Problem to solve. Gather every line of the data below that contains the word "soil", and copy each of those lines in full.

Entries from a dataset.
►

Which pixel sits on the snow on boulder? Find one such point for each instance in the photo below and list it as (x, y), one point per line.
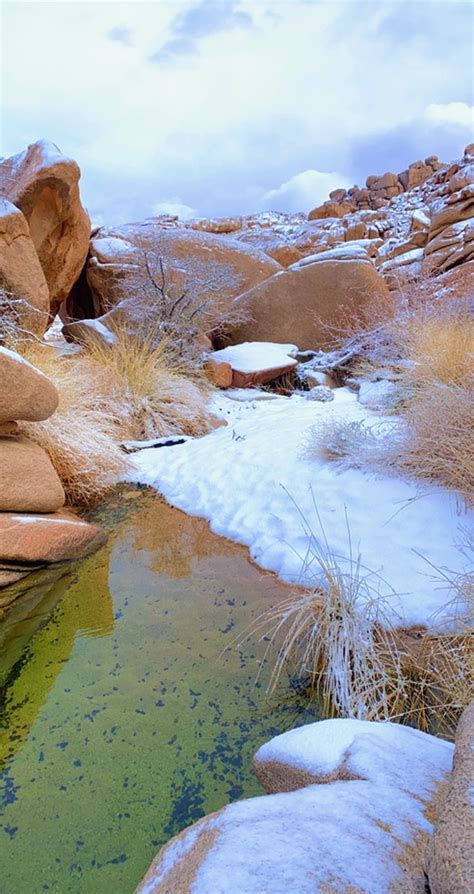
(304, 303)
(450, 864)
(254, 363)
(364, 829)
(126, 260)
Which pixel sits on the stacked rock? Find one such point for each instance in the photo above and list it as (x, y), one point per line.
(35, 530)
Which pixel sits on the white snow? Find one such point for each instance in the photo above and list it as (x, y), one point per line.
(253, 356)
(380, 752)
(255, 483)
(325, 837)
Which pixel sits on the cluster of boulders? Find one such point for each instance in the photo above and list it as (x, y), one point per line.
(44, 232)
(351, 806)
(35, 530)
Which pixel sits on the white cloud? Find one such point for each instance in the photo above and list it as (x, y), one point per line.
(267, 90)
(303, 191)
(451, 113)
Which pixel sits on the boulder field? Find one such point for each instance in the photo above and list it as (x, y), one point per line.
(35, 530)
(352, 806)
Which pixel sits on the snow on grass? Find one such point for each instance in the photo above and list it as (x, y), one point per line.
(252, 481)
(253, 356)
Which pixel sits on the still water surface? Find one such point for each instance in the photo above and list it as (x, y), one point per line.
(121, 718)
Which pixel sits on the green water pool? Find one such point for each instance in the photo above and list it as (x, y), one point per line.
(122, 720)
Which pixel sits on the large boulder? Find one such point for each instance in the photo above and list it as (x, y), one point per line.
(43, 539)
(357, 820)
(45, 186)
(26, 299)
(29, 482)
(125, 263)
(450, 863)
(304, 303)
(452, 246)
(25, 392)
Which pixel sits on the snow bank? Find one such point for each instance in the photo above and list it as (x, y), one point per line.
(254, 484)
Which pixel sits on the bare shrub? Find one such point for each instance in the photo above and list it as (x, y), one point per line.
(19, 319)
(180, 316)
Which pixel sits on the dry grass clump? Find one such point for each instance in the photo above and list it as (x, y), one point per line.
(429, 352)
(338, 639)
(81, 436)
(439, 343)
(153, 393)
(438, 442)
(128, 390)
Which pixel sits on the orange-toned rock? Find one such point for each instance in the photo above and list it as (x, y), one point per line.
(21, 274)
(42, 539)
(28, 480)
(44, 185)
(450, 864)
(204, 264)
(216, 224)
(218, 372)
(25, 392)
(302, 304)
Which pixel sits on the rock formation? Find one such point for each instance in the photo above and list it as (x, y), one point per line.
(25, 297)
(307, 302)
(348, 812)
(44, 185)
(35, 531)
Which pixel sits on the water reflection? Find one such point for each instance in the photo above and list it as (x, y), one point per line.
(126, 720)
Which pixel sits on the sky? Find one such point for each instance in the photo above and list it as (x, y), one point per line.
(220, 107)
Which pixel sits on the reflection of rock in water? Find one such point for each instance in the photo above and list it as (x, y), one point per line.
(86, 610)
(179, 543)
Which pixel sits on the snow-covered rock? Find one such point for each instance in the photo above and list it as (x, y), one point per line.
(364, 829)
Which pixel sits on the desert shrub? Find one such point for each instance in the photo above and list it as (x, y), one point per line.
(18, 319)
(81, 436)
(180, 317)
(130, 389)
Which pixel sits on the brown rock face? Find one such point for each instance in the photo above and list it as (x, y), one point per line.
(44, 185)
(28, 481)
(204, 263)
(25, 393)
(450, 863)
(21, 274)
(44, 539)
(298, 304)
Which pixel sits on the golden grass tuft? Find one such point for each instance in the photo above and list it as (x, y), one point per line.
(132, 389)
(337, 638)
(153, 392)
(439, 344)
(81, 436)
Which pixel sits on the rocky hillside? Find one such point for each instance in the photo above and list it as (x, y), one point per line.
(398, 229)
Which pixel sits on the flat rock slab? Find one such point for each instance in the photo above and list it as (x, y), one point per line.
(252, 363)
(56, 537)
(28, 480)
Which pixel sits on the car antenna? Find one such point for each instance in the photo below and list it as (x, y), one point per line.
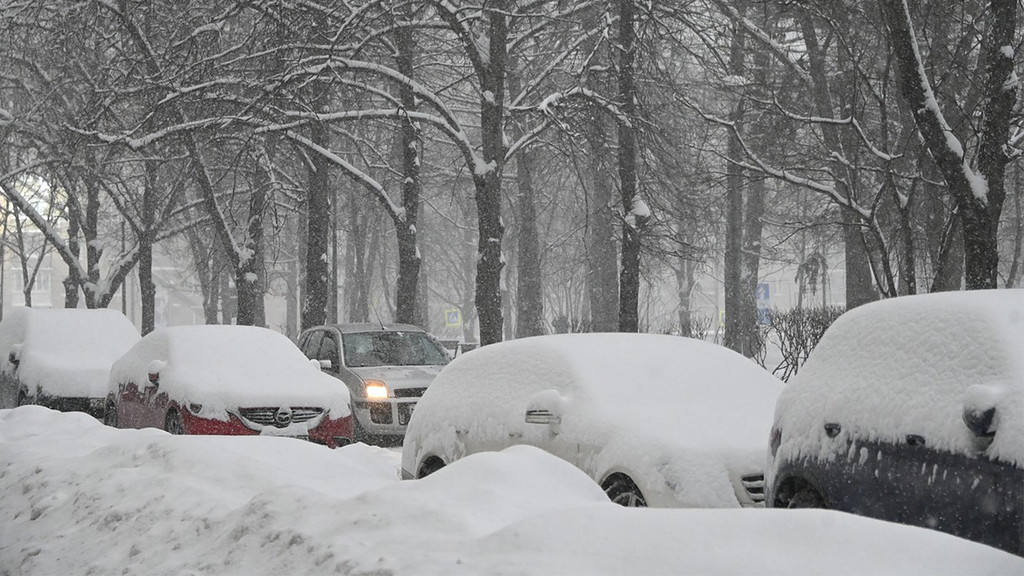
(378, 315)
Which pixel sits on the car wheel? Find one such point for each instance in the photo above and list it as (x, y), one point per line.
(623, 491)
(429, 466)
(806, 498)
(173, 423)
(111, 415)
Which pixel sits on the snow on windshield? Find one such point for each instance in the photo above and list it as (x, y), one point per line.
(224, 367)
(907, 366)
(69, 352)
(391, 348)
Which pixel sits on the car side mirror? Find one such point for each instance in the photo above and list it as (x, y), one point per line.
(542, 416)
(980, 422)
(980, 415)
(545, 407)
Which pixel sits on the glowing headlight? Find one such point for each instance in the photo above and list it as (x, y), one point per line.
(376, 389)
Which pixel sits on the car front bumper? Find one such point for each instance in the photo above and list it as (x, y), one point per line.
(386, 417)
(331, 433)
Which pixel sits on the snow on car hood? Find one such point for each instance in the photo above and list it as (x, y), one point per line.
(227, 367)
(907, 366)
(399, 376)
(68, 352)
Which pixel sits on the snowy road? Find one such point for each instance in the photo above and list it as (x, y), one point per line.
(77, 497)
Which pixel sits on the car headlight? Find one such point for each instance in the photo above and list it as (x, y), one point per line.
(375, 389)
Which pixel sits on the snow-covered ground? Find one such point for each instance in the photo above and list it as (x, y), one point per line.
(77, 497)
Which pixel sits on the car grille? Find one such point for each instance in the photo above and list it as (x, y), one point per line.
(409, 393)
(754, 484)
(267, 416)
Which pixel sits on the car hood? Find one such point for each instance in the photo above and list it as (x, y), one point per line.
(397, 377)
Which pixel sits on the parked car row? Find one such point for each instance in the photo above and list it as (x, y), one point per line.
(221, 379)
(909, 409)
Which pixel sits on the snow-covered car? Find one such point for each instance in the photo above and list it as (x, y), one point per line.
(226, 380)
(655, 420)
(386, 368)
(911, 410)
(60, 358)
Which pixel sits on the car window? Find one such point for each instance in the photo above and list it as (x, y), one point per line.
(311, 346)
(329, 348)
(392, 348)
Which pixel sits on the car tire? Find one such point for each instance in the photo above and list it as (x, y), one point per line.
(623, 491)
(358, 435)
(806, 498)
(173, 423)
(429, 466)
(111, 415)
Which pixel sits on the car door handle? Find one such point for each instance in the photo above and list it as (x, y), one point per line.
(914, 440)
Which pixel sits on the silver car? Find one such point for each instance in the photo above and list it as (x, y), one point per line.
(387, 367)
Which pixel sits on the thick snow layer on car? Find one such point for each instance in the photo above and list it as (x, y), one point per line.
(228, 367)
(80, 498)
(675, 413)
(66, 352)
(911, 365)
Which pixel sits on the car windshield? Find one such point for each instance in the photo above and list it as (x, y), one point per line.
(392, 348)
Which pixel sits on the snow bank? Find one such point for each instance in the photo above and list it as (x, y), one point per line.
(66, 352)
(910, 365)
(80, 498)
(226, 367)
(676, 412)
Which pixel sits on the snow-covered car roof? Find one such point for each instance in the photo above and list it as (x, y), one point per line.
(908, 365)
(668, 385)
(224, 367)
(66, 352)
(671, 408)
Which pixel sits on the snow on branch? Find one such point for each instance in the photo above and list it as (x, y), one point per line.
(783, 54)
(476, 53)
(848, 121)
(396, 212)
(758, 165)
(553, 99)
(942, 142)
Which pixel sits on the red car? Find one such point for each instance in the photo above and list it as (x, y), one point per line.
(226, 380)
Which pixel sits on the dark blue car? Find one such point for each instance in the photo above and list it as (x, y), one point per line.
(911, 410)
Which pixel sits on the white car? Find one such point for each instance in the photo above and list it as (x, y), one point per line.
(911, 410)
(655, 420)
(60, 358)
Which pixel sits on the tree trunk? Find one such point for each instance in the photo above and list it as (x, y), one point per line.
(316, 288)
(635, 210)
(734, 208)
(684, 284)
(488, 179)
(146, 287)
(529, 289)
(859, 289)
(979, 192)
(602, 254)
(71, 283)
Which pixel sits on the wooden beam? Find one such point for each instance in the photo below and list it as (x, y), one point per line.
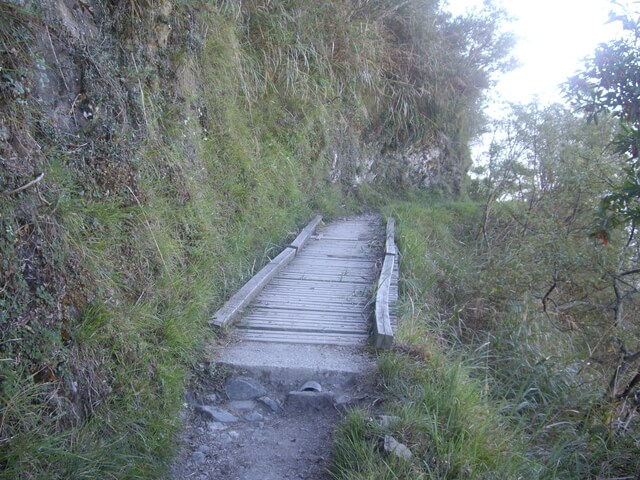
(231, 310)
(382, 332)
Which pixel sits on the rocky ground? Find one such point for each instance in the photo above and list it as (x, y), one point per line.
(271, 422)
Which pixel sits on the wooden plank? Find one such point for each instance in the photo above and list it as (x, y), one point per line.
(232, 308)
(315, 306)
(306, 233)
(390, 243)
(382, 331)
(301, 337)
(309, 327)
(318, 315)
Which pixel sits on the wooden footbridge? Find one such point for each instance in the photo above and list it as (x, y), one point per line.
(334, 285)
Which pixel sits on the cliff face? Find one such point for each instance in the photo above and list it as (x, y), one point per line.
(150, 150)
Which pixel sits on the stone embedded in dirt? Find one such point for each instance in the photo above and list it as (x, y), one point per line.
(387, 420)
(242, 405)
(216, 426)
(244, 388)
(215, 413)
(269, 402)
(400, 450)
(253, 417)
(310, 400)
(311, 386)
(204, 449)
(198, 457)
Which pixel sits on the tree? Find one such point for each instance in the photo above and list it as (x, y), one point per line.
(610, 85)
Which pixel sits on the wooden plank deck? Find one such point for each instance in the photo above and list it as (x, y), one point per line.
(324, 295)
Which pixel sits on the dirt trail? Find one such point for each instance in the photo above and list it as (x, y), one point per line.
(273, 436)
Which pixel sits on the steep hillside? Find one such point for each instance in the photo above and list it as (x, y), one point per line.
(154, 153)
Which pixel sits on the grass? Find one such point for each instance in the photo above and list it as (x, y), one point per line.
(485, 385)
(201, 162)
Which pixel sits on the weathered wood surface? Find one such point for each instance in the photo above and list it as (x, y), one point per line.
(232, 309)
(324, 295)
(382, 327)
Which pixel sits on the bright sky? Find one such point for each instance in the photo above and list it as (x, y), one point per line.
(553, 37)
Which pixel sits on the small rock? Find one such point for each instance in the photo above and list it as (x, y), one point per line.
(216, 426)
(387, 420)
(311, 386)
(242, 404)
(190, 398)
(215, 413)
(269, 402)
(204, 449)
(4, 134)
(244, 388)
(400, 450)
(310, 400)
(198, 457)
(253, 417)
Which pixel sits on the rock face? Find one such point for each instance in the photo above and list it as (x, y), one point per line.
(437, 164)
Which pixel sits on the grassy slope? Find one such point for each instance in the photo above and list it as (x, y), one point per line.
(204, 157)
(219, 183)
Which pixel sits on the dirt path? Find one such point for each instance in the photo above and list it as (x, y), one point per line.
(266, 421)
(274, 435)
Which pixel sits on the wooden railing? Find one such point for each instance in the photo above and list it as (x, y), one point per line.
(382, 332)
(231, 310)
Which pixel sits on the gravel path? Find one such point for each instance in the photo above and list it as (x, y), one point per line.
(261, 426)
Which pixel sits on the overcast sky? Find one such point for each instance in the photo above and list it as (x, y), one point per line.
(553, 37)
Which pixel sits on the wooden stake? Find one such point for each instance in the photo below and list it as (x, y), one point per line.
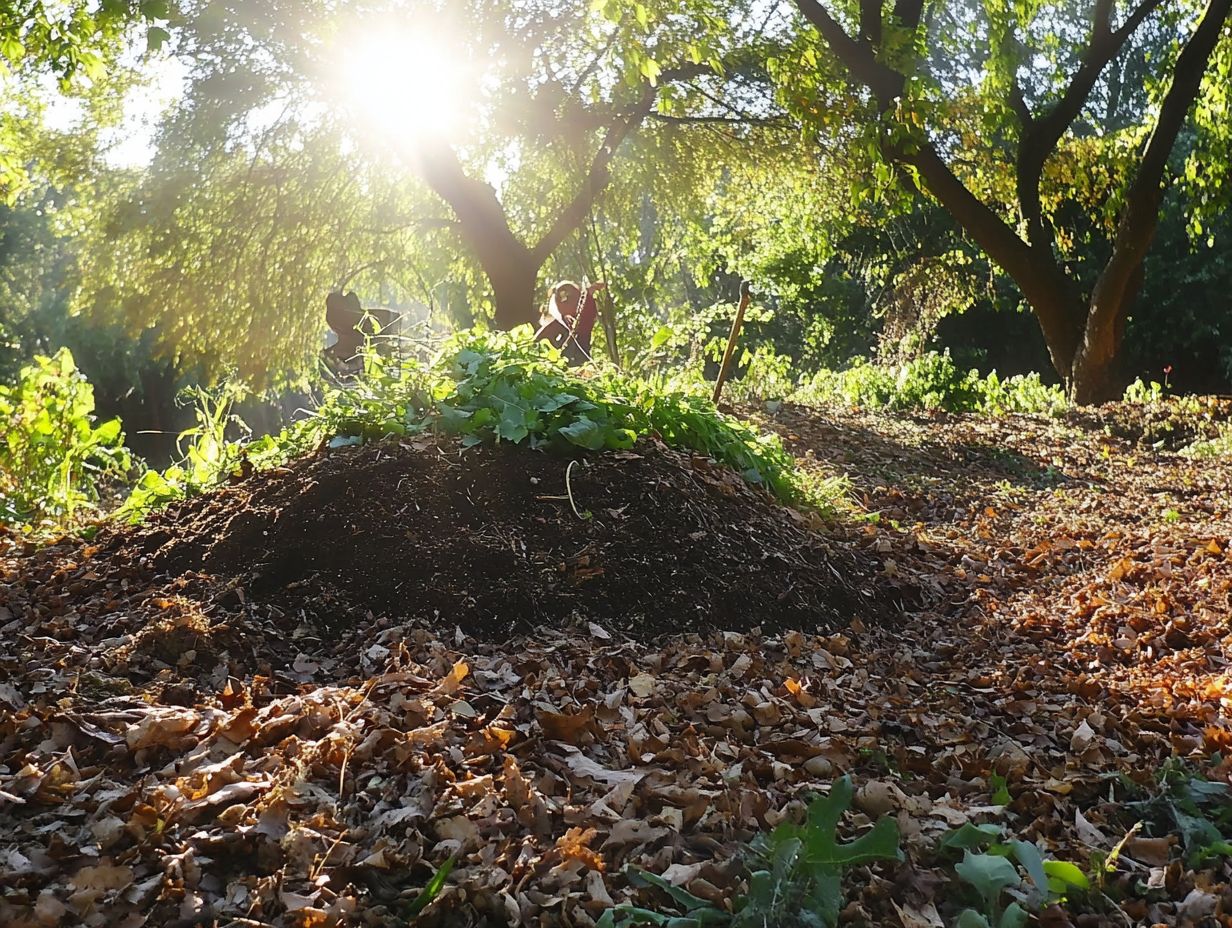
(725, 369)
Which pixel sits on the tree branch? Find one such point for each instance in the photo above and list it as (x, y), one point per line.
(596, 179)
(1041, 136)
(859, 59)
(1141, 212)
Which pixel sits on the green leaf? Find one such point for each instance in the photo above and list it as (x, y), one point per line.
(1063, 875)
(1030, 858)
(585, 433)
(971, 918)
(1001, 790)
(690, 902)
(157, 37)
(971, 837)
(989, 874)
(433, 889)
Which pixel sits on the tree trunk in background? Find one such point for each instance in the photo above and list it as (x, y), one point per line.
(510, 266)
(1083, 335)
(514, 285)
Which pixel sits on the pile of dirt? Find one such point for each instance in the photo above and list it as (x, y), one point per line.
(291, 567)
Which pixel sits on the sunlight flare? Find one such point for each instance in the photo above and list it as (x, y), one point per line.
(407, 85)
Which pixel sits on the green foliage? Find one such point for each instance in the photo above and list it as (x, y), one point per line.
(1188, 804)
(69, 41)
(1143, 393)
(795, 875)
(206, 456)
(53, 457)
(1217, 446)
(431, 890)
(930, 381)
(483, 387)
(993, 869)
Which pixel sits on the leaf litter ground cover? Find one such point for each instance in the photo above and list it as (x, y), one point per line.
(194, 749)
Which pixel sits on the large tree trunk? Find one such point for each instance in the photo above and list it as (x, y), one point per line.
(514, 290)
(1083, 335)
(510, 266)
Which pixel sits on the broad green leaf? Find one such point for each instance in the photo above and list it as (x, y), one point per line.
(989, 875)
(1063, 875)
(971, 918)
(585, 433)
(971, 837)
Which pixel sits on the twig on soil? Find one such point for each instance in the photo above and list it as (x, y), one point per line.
(568, 487)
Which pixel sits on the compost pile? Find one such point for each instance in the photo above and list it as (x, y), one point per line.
(234, 716)
(306, 562)
(288, 700)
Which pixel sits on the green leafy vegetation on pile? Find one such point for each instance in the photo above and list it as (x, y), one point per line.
(930, 381)
(54, 459)
(483, 387)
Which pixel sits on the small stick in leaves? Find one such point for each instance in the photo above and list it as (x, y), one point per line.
(725, 369)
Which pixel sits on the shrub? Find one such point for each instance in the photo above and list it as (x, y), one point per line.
(53, 457)
(487, 387)
(930, 381)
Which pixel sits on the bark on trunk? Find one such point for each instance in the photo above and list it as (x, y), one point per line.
(514, 290)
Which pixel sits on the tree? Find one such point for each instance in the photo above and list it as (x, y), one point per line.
(588, 79)
(69, 41)
(902, 75)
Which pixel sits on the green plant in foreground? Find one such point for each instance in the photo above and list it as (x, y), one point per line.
(1198, 809)
(991, 866)
(53, 457)
(795, 875)
(484, 387)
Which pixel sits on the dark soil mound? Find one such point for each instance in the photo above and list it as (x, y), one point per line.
(309, 562)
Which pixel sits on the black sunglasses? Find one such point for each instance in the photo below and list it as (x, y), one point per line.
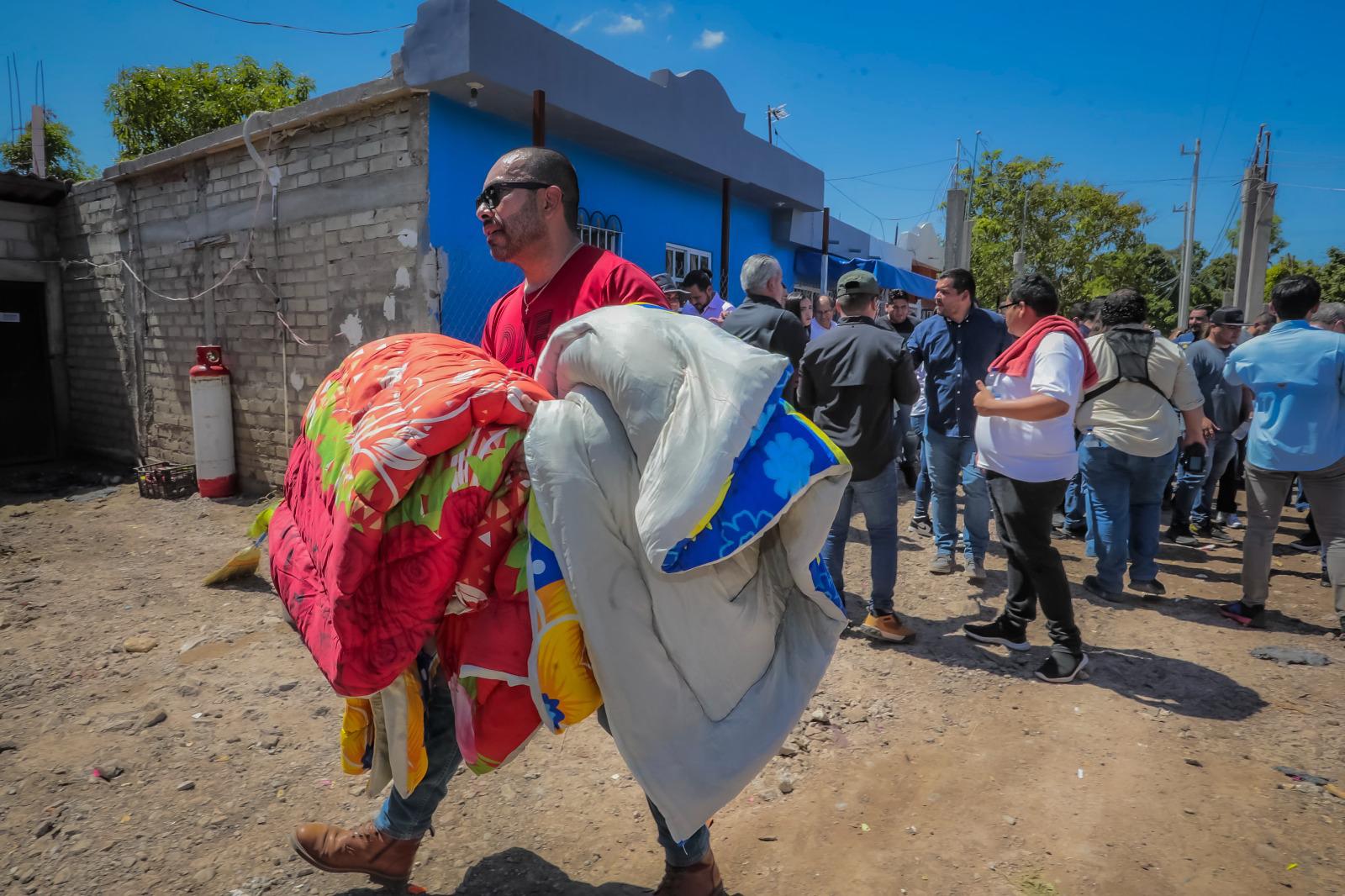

◄

Solution for this problem.
Which pixel sits on the twig on soil? Find one such point for each instance in the photo above and list it as (x, y), one point per line.
Which pixel sits on the dark soil mound? Find one such point for each instance in the photo above and list it as (x, y), one point per line.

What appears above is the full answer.